§ PAGE EXTRACT
((

Example: Summed Pauli observable
from squlearn.observables import SummedPaulis
op = SummedPaulis(num_qubits=2)
print(op)
SparsePauliOp(['II', 'IZ', 'ZI'],
coeffs=[ParameterExpression(1.0*p[0]), ParameterExpression(1.0*p[1]),
ParameterExpression(1.0*p[2])])
Custom observables
sQUlearn features several options to construct custom observables.
With the class CustomObservable, it is possible to construct observables from a string
containing the letters of the Pauli matrices ("X", "Y", "Z", "I").
The resulting observable can be multiplied by a parameter by setting parameterized=True.
Furthermore, observables can be added by + or multiplied by * with each other.
This allows the creation of arbitrary observables.
Example: Custom observable
from squlearn.observables import CustomObservable
ob1 = CustomObservable(num_qubits=2, operator_string="IX",parameterized=True)
ob2 = CustomObservable(num_qubits=2, operator_string="ZY",parameterized=True)
added_ob = ob1 + ob2
print("Added observable:\n",added_ob,"\n\n")
squared_ob = added_ob*added_ob
print("Squared observable:\n",squared_ob)
Added observable:
SparsePauliOp(['IX', 'ZY'],
coeffs=[ParameterExpression(1.0*p[0]), ParameterExpression(1.0*p[1])])
Squared observable:
SparsePauliOp(['II', 'ZZ'],
coeffs=[ParameterExpression(1.0*p[0]**2 + 1.0*p[1]**2), ParameterExpression(0)])
Example: More complex custom observable
It is also possible to construct more complex observables by supplying a list of strings containing the Pauli matrices. The observable is then constructed by adding the single observables together.
from squlearn.observables import CustomObservable
# It is also possible to add trainable parameters:
ob = CustomObservable(num_qubits=4, operator_string=["ZIZZ", "XIXI"], parameterized=True)
print("Custom observable with multiple operators:\n",ob)
Custom observable with multiple operators:
SparsePauliOp(['ZIZZ', 'XIXI'],
coeffs=[ParameterExpression(1.0*p[0]), ParameterExpression(1.0*p[1])])

))

§ WRITTEN PROBLEM A
Print the portion of the page on sQUlearn observables that begins with "With the class" and ends after "by setting parameterized=True.", reproducing it word for word.

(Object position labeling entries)
((

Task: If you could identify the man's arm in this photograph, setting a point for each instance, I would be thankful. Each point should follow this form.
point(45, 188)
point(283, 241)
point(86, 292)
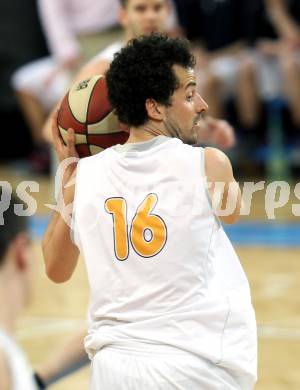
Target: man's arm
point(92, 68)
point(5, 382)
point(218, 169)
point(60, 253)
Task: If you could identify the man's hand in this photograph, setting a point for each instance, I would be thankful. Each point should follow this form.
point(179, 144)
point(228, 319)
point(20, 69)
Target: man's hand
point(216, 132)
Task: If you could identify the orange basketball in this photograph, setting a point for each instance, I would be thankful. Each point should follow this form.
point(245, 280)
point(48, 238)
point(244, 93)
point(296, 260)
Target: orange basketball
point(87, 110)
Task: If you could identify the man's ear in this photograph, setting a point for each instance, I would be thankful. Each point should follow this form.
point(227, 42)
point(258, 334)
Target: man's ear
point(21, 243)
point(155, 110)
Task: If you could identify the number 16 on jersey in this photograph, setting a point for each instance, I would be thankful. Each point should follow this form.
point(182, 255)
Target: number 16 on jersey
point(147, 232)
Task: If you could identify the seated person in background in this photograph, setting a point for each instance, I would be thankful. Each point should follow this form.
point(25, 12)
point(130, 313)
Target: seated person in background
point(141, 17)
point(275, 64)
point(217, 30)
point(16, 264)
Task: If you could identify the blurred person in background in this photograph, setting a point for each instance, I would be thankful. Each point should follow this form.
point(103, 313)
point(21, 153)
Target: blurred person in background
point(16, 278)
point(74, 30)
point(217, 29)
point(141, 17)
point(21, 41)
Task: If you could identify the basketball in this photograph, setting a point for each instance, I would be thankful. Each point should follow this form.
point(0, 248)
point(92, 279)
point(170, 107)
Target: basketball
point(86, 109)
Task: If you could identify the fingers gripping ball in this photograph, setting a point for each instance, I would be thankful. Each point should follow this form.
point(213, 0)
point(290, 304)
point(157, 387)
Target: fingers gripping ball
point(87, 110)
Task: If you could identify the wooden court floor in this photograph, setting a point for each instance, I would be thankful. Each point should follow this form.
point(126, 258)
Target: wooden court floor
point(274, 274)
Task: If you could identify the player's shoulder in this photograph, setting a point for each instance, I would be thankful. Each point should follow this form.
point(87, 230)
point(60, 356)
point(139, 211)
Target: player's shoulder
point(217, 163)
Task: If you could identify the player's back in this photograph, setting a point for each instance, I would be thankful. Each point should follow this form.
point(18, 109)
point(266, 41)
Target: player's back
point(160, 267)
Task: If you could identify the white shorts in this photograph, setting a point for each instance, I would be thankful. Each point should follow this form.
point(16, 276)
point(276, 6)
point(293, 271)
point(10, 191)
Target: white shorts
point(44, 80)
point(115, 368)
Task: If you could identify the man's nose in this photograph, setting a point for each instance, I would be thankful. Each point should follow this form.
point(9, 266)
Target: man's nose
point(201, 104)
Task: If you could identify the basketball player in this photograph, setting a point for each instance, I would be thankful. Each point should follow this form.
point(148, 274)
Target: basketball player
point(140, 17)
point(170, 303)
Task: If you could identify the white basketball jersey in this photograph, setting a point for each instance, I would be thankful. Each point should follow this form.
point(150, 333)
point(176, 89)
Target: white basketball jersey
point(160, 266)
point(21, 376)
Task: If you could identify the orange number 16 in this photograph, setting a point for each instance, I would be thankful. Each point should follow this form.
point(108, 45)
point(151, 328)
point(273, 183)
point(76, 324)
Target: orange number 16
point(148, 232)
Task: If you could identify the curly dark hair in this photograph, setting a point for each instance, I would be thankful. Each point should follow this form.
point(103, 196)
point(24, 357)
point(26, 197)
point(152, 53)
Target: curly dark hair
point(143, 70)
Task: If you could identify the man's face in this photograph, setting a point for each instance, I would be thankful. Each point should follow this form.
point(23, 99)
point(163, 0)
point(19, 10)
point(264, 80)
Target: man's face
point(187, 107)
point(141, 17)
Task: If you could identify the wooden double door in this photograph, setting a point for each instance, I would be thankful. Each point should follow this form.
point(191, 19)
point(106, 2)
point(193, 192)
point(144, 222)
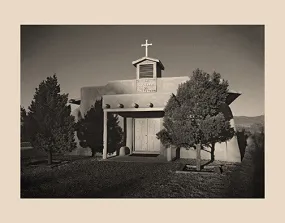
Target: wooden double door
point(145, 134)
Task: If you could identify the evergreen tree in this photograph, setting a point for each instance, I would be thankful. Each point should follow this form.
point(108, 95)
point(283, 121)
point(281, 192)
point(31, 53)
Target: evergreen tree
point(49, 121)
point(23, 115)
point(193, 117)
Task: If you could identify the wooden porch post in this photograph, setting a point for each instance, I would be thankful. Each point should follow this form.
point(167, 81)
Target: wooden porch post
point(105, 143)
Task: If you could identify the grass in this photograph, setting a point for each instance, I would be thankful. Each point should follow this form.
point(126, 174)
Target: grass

))

§ WRITTEN PROBLEM B
Count the lines of the records that contain the string "grass", treating case as significant, and give only the number.

§ TASK SOLUTION A
With the class CustomObservable, it is possible to construct observables from a string
containing the letters of the Pauli matrices ("X", "Y", "Z", "I").
The resulting observable can be multiplied by a parameter by setting parameterized=True.

§ TASK SOLUTION B
2